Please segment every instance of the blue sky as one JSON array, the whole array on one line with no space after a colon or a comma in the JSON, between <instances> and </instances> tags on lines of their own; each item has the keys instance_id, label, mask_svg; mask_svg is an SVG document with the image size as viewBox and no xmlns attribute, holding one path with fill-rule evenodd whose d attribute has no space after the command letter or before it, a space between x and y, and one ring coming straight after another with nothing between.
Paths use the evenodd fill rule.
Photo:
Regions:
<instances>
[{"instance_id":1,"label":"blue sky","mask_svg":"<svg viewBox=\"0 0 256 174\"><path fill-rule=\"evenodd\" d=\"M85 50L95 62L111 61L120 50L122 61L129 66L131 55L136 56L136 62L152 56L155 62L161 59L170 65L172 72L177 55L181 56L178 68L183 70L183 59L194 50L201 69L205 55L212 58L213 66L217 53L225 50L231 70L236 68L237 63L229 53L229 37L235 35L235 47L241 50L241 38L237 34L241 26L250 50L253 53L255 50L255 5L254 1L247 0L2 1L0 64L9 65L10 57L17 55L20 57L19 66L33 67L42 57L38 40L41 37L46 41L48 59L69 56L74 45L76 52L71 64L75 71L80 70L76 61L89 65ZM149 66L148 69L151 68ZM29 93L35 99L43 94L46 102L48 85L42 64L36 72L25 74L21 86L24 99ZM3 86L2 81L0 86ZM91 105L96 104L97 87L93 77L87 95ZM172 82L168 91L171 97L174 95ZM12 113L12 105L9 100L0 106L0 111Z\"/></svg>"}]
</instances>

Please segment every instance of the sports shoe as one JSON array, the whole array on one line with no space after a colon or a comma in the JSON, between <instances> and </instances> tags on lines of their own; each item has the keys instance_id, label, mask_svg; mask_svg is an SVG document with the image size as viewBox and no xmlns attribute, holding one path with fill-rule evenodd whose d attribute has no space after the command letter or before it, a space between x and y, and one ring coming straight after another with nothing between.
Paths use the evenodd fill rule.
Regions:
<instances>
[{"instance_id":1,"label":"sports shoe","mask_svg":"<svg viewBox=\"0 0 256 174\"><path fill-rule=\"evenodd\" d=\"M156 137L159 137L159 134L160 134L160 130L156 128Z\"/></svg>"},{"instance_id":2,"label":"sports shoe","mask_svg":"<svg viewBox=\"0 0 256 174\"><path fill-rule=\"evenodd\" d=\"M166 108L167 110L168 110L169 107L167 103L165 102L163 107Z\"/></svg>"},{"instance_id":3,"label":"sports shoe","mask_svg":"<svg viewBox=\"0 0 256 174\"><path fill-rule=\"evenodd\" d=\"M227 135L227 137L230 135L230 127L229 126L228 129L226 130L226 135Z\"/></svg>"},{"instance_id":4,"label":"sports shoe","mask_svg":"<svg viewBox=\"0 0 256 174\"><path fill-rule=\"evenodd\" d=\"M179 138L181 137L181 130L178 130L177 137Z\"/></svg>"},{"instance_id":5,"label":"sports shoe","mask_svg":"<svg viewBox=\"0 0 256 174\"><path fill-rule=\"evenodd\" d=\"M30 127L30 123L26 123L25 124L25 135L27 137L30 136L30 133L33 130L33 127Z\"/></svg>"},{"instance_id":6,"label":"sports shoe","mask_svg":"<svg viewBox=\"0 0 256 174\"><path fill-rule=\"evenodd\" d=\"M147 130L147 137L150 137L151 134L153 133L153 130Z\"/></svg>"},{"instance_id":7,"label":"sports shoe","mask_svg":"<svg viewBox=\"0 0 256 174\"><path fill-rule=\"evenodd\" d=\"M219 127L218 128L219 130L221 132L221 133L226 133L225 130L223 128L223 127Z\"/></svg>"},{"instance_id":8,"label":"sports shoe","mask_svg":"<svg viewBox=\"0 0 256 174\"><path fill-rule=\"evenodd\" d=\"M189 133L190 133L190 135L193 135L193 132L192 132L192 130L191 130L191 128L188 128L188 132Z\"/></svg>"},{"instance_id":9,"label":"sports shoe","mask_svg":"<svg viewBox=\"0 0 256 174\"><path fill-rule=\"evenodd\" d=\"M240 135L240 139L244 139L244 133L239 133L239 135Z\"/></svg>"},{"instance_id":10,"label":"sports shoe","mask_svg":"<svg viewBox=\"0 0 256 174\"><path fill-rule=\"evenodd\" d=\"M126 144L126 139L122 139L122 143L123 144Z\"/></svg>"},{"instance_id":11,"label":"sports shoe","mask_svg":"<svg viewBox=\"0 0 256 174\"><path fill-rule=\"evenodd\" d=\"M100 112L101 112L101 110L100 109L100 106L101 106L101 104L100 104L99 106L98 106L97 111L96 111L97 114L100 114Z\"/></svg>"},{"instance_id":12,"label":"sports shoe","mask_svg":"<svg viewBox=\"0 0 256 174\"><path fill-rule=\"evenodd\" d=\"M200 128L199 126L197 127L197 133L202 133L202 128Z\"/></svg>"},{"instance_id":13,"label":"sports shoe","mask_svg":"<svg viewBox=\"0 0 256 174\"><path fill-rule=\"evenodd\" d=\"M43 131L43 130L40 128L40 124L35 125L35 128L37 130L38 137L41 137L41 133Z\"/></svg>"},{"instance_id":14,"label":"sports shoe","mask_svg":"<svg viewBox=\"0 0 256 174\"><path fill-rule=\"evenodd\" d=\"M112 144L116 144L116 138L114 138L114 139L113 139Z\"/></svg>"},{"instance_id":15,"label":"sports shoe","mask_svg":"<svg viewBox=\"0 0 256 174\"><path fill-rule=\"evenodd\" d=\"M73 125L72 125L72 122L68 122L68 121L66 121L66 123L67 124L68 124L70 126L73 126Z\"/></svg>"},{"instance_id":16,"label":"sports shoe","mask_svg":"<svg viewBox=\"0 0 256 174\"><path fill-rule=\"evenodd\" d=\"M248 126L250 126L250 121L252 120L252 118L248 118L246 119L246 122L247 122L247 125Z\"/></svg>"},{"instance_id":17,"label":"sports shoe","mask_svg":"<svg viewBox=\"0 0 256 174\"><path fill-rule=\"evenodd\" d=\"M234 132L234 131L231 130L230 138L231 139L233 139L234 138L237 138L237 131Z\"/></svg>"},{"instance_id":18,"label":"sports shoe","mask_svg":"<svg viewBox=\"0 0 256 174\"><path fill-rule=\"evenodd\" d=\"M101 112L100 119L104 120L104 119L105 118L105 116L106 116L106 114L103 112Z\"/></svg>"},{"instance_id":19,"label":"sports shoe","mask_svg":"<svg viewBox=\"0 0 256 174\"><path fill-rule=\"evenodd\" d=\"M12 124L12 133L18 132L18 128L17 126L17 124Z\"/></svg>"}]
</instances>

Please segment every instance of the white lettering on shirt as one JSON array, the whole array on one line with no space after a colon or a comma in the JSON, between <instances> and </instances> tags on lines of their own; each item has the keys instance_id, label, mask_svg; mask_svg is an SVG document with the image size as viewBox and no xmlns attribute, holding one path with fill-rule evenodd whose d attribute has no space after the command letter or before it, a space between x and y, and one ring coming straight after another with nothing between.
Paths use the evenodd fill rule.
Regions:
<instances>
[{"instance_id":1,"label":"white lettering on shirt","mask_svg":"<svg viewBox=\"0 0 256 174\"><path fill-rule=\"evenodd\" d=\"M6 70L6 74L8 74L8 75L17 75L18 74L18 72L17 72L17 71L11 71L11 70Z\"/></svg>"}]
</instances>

··········

Copy all of the data above line for line, leaving every character unchanged.

Please segment every instance of the blue sky as one JSON array, the whole array on one line with no space after a colon or a comma in the JSON, between <instances> and </instances> tags on lines of their own; each item has the keys instance_id, label, mask_svg; mask_svg is an SVG document with the image size as viewBox and no xmlns attribute, holding one path with fill-rule evenodd whose d attribute has no space after the command letter or before it, a space between x and y, and one ring coming straight after another with nothing between.
Paths use the evenodd fill rule.
Photo:
Regions:
<instances>
[{"instance_id":1,"label":"blue sky","mask_svg":"<svg viewBox=\"0 0 256 174\"><path fill-rule=\"evenodd\" d=\"M85 50L95 62L111 61L120 50L122 61L129 66L131 55L136 56L136 62L152 56L155 62L161 59L170 65L172 72L177 55L181 56L178 68L183 70L183 59L194 50L201 69L205 55L212 58L213 66L217 53L225 50L231 70L236 68L237 63L229 53L229 37L235 35L235 47L241 50L241 38L237 34L241 26L250 50L253 53L255 50L255 5L254 1L247 0L2 1L0 64L9 65L10 57L17 55L20 57L19 66L33 67L42 57L38 40L41 37L46 41L48 59L69 56L74 45L76 52L71 64L75 71L80 70L76 61L89 65ZM149 66L148 69L151 68ZM29 93L35 99L43 94L46 102L48 85L42 64L36 72L25 74L21 86L24 99ZM3 86L2 81L0 86ZM91 105L96 104L97 87L93 77L87 95ZM172 82L168 91L171 97L174 95ZM12 113L12 105L9 100L0 106L0 111Z\"/></svg>"}]
</instances>

Please segment every instance of the sports shoe as one JSON array, the whole array on one line with no space after a colon or a comma in the JSON, between <instances> and </instances> tags on lines of their own; each item has the keys instance_id, label, mask_svg; mask_svg is an SVG document with the image size as viewBox and no xmlns attribute, holding one path with fill-rule evenodd whose d attribute has no space after the command letter or before it, a space between x and y, and one ring coming straight after another with nothing between.
Paths use the evenodd fill rule.
Regions:
<instances>
[{"instance_id":1,"label":"sports shoe","mask_svg":"<svg viewBox=\"0 0 256 174\"><path fill-rule=\"evenodd\" d=\"M156 137L159 137L159 134L160 134L160 130L156 128Z\"/></svg>"},{"instance_id":2,"label":"sports shoe","mask_svg":"<svg viewBox=\"0 0 256 174\"><path fill-rule=\"evenodd\" d=\"M166 108L167 110L168 110L169 107L167 103L165 102L163 107Z\"/></svg>"},{"instance_id":3,"label":"sports shoe","mask_svg":"<svg viewBox=\"0 0 256 174\"><path fill-rule=\"evenodd\" d=\"M227 135L227 137L230 135L230 127L229 126L228 129L226 130L226 135Z\"/></svg>"},{"instance_id":4,"label":"sports shoe","mask_svg":"<svg viewBox=\"0 0 256 174\"><path fill-rule=\"evenodd\" d=\"M179 138L181 137L181 130L178 130L177 137Z\"/></svg>"},{"instance_id":5,"label":"sports shoe","mask_svg":"<svg viewBox=\"0 0 256 174\"><path fill-rule=\"evenodd\" d=\"M30 127L30 123L26 123L25 124L25 135L27 137L30 136L30 133L33 130L33 127Z\"/></svg>"},{"instance_id":6,"label":"sports shoe","mask_svg":"<svg viewBox=\"0 0 256 174\"><path fill-rule=\"evenodd\" d=\"M147 130L147 137L150 137L151 134L153 133L153 130Z\"/></svg>"},{"instance_id":7,"label":"sports shoe","mask_svg":"<svg viewBox=\"0 0 256 174\"><path fill-rule=\"evenodd\" d=\"M219 127L218 128L219 130L221 132L221 133L226 133L225 130L223 128L223 127Z\"/></svg>"},{"instance_id":8,"label":"sports shoe","mask_svg":"<svg viewBox=\"0 0 256 174\"><path fill-rule=\"evenodd\" d=\"M189 133L190 133L190 135L193 135L193 132L192 132L192 130L191 130L191 128L188 128L188 132Z\"/></svg>"},{"instance_id":9,"label":"sports shoe","mask_svg":"<svg viewBox=\"0 0 256 174\"><path fill-rule=\"evenodd\" d=\"M240 135L240 139L244 139L244 133L239 133L239 135Z\"/></svg>"},{"instance_id":10,"label":"sports shoe","mask_svg":"<svg viewBox=\"0 0 256 174\"><path fill-rule=\"evenodd\" d=\"M126 144L126 139L122 139L122 143L123 144Z\"/></svg>"},{"instance_id":11,"label":"sports shoe","mask_svg":"<svg viewBox=\"0 0 256 174\"><path fill-rule=\"evenodd\" d=\"M100 112L101 112L101 110L100 109L100 106L101 106L101 104L100 104L99 106L98 106L97 111L96 111L97 114L100 114Z\"/></svg>"},{"instance_id":12,"label":"sports shoe","mask_svg":"<svg viewBox=\"0 0 256 174\"><path fill-rule=\"evenodd\" d=\"M200 128L199 126L197 127L197 133L202 133L202 128Z\"/></svg>"},{"instance_id":13,"label":"sports shoe","mask_svg":"<svg viewBox=\"0 0 256 174\"><path fill-rule=\"evenodd\" d=\"M43 131L43 130L40 128L40 124L35 125L35 128L37 130L38 137L41 137L41 133Z\"/></svg>"},{"instance_id":14,"label":"sports shoe","mask_svg":"<svg viewBox=\"0 0 256 174\"><path fill-rule=\"evenodd\" d=\"M112 144L116 144L116 138L114 138L114 139L113 139Z\"/></svg>"},{"instance_id":15,"label":"sports shoe","mask_svg":"<svg viewBox=\"0 0 256 174\"><path fill-rule=\"evenodd\" d=\"M73 125L72 125L72 122L68 122L68 121L66 121L66 123L67 124L68 124L70 126L73 126Z\"/></svg>"},{"instance_id":16,"label":"sports shoe","mask_svg":"<svg viewBox=\"0 0 256 174\"><path fill-rule=\"evenodd\" d=\"M248 126L250 126L250 121L252 120L252 118L248 118L246 119L246 122L247 122L247 125Z\"/></svg>"},{"instance_id":17,"label":"sports shoe","mask_svg":"<svg viewBox=\"0 0 256 174\"><path fill-rule=\"evenodd\" d=\"M234 132L234 131L231 130L230 138L231 139L233 139L234 138L237 138L237 131Z\"/></svg>"},{"instance_id":18,"label":"sports shoe","mask_svg":"<svg viewBox=\"0 0 256 174\"><path fill-rule=\"evenodd\" d=\"M101 112L100 119L104 120L104 119L105 118L105 116L106 116L106 114L103 112Z\"/></svg>"},{"instance_id":19,"label":"sports shoe","mask_svg":"<svg viewBox=\"0 0 256 174\"><path fill-rule=\"evenodd\" d=\"M12 124L12 133L18 132L18 128L17 126L17 124Z\"/></svg>"}]
</instances>

Please segment every instance of the white lettering on shirt as one JSON array, the whole array on one line with no space after a colon or a comma in the JSON, between <instances> and </instances> tags on lines of their own; each item has the keys instance_id, label, mask_svg; mask_svg is an SVG document with the image size as viewBox and no xmlns attribute, holding one path with fill-rule evenodd whose d attribute has no space after the command letter or before it, a space between x and y, and one ring coming straight after another with nothing between.
Paths use the evenodd fill rule.
Regions:
<instances>
[{"instance_id":1,"label":"white lettering on shirt","mask_svg":"<svg viewBox=\"0 0 256 174\"><path fill-rule=\"evenodd\" d=\"M6 70L6 74L8 74L8 75L17 75L18 74L18 72L17 72L17 71L11 71L11 70Z\"/></svg>"}]
</instances>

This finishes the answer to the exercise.